▶ _AIM OF THE TASK_
Please give every line of the listing below as a JSON list of strings, one string per line, leaving out blank lines.
# INPUT start
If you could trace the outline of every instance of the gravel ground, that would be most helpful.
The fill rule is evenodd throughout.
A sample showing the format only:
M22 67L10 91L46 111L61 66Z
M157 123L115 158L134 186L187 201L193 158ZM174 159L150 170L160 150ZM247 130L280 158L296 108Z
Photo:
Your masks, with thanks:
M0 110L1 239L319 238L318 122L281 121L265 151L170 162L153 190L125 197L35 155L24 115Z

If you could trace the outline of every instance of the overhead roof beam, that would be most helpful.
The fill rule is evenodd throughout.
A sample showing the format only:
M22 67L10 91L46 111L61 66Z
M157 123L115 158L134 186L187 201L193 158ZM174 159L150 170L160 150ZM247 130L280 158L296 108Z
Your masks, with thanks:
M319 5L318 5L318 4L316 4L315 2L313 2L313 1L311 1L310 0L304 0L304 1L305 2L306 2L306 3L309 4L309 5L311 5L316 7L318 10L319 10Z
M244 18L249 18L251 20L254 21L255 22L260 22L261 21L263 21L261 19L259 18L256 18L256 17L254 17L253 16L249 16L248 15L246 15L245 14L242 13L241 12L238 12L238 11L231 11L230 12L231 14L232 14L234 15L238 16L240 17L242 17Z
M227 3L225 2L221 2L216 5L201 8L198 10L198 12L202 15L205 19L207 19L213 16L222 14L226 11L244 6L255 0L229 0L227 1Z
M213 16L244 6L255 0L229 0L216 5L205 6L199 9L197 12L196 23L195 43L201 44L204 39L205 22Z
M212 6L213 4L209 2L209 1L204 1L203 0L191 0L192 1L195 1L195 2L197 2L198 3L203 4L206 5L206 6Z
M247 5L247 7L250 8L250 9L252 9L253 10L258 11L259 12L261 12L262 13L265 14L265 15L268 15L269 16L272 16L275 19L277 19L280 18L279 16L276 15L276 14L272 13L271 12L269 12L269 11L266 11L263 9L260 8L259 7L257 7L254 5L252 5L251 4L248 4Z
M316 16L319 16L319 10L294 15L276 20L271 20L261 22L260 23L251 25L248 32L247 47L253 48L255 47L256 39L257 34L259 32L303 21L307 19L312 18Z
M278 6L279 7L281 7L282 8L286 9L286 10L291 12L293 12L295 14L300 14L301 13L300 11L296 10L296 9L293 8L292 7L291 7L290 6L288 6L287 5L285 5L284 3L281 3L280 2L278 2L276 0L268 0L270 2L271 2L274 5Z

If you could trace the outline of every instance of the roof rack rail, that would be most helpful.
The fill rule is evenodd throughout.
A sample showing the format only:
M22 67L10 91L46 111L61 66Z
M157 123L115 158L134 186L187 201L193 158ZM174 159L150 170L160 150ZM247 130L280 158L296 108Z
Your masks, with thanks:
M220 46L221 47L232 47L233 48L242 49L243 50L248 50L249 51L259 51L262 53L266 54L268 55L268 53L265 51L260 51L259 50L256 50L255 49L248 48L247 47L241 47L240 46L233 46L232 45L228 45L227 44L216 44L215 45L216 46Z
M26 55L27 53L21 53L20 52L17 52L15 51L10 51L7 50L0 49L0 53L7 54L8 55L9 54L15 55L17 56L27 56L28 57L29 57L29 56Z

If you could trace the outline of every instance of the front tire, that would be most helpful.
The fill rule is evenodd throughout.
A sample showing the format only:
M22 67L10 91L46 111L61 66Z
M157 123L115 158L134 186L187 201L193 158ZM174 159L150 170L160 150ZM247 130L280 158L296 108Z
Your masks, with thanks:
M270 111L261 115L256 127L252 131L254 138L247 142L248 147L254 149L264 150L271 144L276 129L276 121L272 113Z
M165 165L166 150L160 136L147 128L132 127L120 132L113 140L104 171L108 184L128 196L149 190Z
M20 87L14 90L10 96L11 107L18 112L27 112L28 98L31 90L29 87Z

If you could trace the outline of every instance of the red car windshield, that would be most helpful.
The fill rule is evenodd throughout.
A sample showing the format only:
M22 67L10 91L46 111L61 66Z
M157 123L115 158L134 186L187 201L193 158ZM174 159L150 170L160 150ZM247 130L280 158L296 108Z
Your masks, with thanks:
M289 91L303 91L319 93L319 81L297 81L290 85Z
# INPUT end
▶ _RESPONSE BELOW_
[
  "If you could trace the outline of every instance of the gravel ground, that would be most helpful.",
  "The fill rule is evenodd throughout.",
  "A sample showing the format only:",
  "M22 67L10 91L46 111L61 66Z",
  "M157 123L115 158L134 186L187 201L193 158ZM174 159L150 170L160 150ZM247 130L280 158L296 108Z",
  "Photo:",
  "Your masks, with thanks:",
  "M0 110L1 239L319 238L318 122L281 121L265 151L170 162L153 190L125 197L35 155L24 115Z",
  "If you could trace the outline of every instance of the overhead roof beam, that would be most helpful.",
  "The fill rule is evenodd throughout.",
  "A sample showing the format only:",
  "M22 67L10 91L46 111L61 66Z",
  "M157 123L115 158L134 186L187 201L193 158ZM174 159L150 170L160 150ZM247 130L280 158L296 108Z",
  "Your masks, with thanks:",
  "M319 5L318 5L318 4L316 4L315 2L313 2L313 1L311 1L310 0L304 0L304 1L305 2L306 2L306 3L309 4L309 5L311 5L316 7L318 10L319 10Z",
  "M244 18L249 18L251 20L254 21L255 22L260 22L261 21L263 21L261 19L259 18L256 18L256 17L254 17L253 16L249 16L248 15L246 15L245 14L242 13L241 12L238 12L238 11L231 11L230 12L231 14L232 14L234 15L238 16L240 17L242 17Z",
  "M227 3L225 2L221 2L216 5L201 8L198 10L198 12L202 15L205 19L207 19L213 16L222 14L226 11L244 6L255 0L229 0L227 1Z",
  "M213 16L244 6L255 0L229 0L216 5L205 6L199 9L197 12L196 23L195 43L201 44L204 39L205 22Z",
  "M212 6L213 4L209 2L209 1L204 1L203 0L191 0L192 1L195 1L195 2L197 2L198 3L203 4L206 5L206 6Z",
  "M247 5L247 7L250 8L250 9L252 9L253 10L258 11L259 12L261 12L262 13L265 14L265 15L268 15L269 16L272 16L275 19L277 19L280 18L279 16L276 15L276 14L272 13L271 12L269 12L269 11L266 11L263 9L260 8L259 7L257 7L254 5L252 5L251 4L248 4Z",
  "M316 16L319 16L319 10L294 15L276 20L271 20L261 22L260 23L251 25L248 32L247 47L253 48L255 47L256 39L257 34L259 32L303 21L307 19L312 18Z",
  "M278 6L279 7L281 7L282 8L286 9L286 10L291 12L293 12L295 14L300 14L301 13L300 11L296 10L296 9L293 8L292 7L291 7L290 6L288 6L287 5L285 5L284 3L281 3L280 2L278 2L276 0L268 0L270 2L271 2L274 5Z",
  "If you could trace the outline of every instance of the roof rack rail, that would be most helpful.",
  "The fill rule is evenodd throughout.",
  "A sample showing the format only:",
  "M22 67L10 91L46 111L61 66Z",
  "M157 123L115 158L134 186L187 201L193 158ZM174 159L150 170L160 150ZM247 130L280 158L296 108Z",
  "Your masks, with thanks:",
  "M220 46L221 47L232 47L233 48L242 49L243 50L248 50L249 51L259 51L262 53L266 54L268 55L268 53L265 51L260 51L259 50L256 50L255 49L248 48L247 47L241 47L240 46L233 46L232 45L228 45L227 44L216 44L215 45L216 46Z",
  "M26 55L27 53L21 53L20 52L17 52L15 51L10 51L7 50L0 49L0 53L7 54L8 55L9 54L15 55L17 56L27 56L28 57L29 57L29 56Z",
  "If you could trace the outline of every instance of the front tire, that would be most helpful.",
  "The fill rule is evenodd throughout.",
  "A sample showing the format only:",
  "M22 67L10 91L46 111L61 66Z",
  "M157 123L115 158L134 186L187 201L193 158ZM174 159L150 170L160 150ZM247 130L280 158L296 108Z",
  "Your masks, with thanks:",
  "M270 111L261 115L256 127L252 131L254 138L247 142L248 147L254 149L264 150L271 144L276 129L276 121L272 113Z",
  "M165 165L166 150L160 136L147 128L132 127L120 132L113 140L104 171L108 184L128 196L149 190Z",
  "M20 87L14 90L10 96L11 107L18 112L27 112L28 98L31 90L29 87Z",
  "If you could trace the outline of every instance of the red car windshield, that would be most helpful.",
  "The fill rule is evenodd throughout.",
  "A sample showing the format only:",
  "M22 67L10 91L46 111L61 66Z",
  "M157 123L115 158L134 186L187 201L193 158ZM174 159L150 170L160 150ZM247 130L280 158L296 108Z",
  "Your masks, with thanks:",
  "M289 91L303 91L319 93L319 81L297 81L290 85Z"
]